Material to process Start Marker

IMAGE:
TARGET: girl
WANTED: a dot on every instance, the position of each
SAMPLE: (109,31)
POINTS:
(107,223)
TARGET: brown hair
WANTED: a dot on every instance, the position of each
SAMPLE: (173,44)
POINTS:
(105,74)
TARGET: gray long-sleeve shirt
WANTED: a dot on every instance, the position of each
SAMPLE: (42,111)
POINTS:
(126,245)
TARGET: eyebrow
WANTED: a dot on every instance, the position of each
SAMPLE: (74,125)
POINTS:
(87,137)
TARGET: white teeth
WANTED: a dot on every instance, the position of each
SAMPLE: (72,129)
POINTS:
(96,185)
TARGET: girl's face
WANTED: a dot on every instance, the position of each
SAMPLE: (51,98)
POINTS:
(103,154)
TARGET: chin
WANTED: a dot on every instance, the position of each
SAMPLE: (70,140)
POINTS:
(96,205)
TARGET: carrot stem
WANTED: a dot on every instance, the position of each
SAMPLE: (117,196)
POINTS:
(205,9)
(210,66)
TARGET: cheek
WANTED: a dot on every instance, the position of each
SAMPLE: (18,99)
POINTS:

Material to process End Marker
Material to process Start Marker

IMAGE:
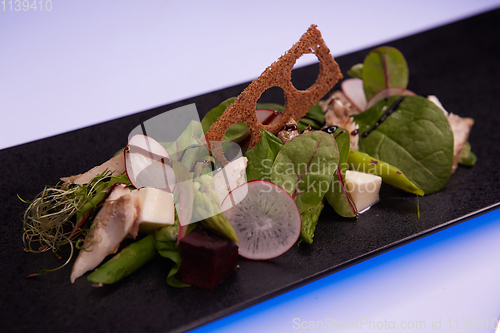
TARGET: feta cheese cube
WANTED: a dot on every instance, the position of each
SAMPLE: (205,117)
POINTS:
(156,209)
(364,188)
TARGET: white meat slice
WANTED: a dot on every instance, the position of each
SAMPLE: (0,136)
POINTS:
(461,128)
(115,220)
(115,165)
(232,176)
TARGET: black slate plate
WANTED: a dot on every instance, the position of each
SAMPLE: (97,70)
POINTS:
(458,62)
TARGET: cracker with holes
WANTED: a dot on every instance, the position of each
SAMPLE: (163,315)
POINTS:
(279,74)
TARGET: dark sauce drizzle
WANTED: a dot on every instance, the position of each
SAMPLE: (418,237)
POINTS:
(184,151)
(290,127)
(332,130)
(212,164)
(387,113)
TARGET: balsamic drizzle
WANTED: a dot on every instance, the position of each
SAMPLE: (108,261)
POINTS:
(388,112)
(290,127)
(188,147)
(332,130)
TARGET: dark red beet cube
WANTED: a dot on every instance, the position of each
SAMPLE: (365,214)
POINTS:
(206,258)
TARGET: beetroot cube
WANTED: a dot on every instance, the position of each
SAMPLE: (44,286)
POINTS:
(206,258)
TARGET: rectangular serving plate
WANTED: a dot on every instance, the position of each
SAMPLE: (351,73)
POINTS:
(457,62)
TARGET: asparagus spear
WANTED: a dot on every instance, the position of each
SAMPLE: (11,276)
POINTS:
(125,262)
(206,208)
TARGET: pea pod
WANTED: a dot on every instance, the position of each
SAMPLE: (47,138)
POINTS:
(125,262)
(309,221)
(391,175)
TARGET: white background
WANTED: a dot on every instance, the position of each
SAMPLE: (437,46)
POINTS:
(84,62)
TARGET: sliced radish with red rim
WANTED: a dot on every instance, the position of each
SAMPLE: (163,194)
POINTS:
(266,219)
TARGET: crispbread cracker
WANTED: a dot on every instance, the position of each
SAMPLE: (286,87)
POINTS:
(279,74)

Material to process End Marker
Material to process Start Marker

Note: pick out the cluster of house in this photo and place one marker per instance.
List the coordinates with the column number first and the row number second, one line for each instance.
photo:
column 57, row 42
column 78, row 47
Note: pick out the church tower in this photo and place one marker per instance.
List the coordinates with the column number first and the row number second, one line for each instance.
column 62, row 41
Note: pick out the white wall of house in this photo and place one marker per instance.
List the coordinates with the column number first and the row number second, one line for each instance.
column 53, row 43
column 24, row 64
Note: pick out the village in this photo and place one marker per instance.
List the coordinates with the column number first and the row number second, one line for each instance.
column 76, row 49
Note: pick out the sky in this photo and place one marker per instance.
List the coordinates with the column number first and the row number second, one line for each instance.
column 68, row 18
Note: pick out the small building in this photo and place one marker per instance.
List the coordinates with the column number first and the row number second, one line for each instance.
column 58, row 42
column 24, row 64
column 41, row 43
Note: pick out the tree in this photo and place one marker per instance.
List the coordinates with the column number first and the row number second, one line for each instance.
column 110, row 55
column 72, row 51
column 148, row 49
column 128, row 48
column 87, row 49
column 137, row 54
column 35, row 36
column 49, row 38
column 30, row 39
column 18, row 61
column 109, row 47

Material to process End Marker

▶ _Exercise goal_: All lines of the data above that include the word "plate" must be shown.

▶ _Reply_:
TARGET: black slate plate
TARGET: rectangular serving plate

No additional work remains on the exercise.